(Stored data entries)
================================
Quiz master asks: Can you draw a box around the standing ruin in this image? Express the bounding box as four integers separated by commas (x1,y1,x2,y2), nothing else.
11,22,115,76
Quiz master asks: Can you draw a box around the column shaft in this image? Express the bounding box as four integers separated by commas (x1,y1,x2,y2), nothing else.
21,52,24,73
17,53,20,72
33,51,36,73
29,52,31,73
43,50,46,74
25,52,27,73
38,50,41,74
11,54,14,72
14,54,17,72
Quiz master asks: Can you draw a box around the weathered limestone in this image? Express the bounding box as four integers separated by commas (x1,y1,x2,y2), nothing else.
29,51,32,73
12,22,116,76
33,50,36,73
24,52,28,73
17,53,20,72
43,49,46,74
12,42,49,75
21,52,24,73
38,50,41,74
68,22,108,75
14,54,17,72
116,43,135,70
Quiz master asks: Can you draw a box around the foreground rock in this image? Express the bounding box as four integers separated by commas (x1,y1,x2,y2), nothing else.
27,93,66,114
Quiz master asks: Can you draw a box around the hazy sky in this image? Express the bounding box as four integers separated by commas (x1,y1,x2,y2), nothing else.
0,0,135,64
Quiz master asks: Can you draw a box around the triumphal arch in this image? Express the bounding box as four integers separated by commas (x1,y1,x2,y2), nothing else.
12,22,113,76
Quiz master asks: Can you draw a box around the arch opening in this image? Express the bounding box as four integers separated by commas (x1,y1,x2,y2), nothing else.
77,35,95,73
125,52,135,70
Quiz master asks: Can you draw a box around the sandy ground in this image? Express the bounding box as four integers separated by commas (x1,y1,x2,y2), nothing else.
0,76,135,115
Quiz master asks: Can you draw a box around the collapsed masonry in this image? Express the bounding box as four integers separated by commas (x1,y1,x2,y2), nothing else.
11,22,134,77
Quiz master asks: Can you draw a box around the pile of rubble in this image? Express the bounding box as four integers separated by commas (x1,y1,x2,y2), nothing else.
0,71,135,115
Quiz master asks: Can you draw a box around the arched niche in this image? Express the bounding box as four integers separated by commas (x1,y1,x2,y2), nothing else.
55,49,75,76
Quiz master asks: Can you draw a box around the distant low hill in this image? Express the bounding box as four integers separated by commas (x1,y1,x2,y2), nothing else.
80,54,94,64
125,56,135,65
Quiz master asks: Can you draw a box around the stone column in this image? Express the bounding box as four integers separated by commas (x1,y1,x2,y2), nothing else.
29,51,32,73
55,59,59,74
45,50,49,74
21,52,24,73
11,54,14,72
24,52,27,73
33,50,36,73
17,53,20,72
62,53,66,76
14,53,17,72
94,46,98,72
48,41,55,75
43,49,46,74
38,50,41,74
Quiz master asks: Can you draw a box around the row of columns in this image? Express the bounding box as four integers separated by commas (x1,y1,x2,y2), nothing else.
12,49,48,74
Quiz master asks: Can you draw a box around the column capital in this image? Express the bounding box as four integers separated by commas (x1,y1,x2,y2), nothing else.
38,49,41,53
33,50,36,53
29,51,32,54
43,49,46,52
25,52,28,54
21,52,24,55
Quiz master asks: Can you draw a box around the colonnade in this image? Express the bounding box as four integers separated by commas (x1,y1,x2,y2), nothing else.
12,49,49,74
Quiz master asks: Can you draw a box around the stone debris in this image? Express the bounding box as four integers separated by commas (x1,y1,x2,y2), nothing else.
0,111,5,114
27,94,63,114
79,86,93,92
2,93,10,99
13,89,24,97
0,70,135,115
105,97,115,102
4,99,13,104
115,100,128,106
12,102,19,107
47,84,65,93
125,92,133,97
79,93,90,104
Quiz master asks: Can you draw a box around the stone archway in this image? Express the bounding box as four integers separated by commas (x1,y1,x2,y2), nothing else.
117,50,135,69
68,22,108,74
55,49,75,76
================================
• The problem: Quote exactly and only the lines from the one holding "the stone archway" through the end of the data.

• Output for this task:
Quiz master asks: Can you draw a box around the stone archway in this image? Express the bounding box as four integers separated by commas (x1,y1,x2,y2), nothing else.
117,50,135,69
68,22,108,74
55,49,75,76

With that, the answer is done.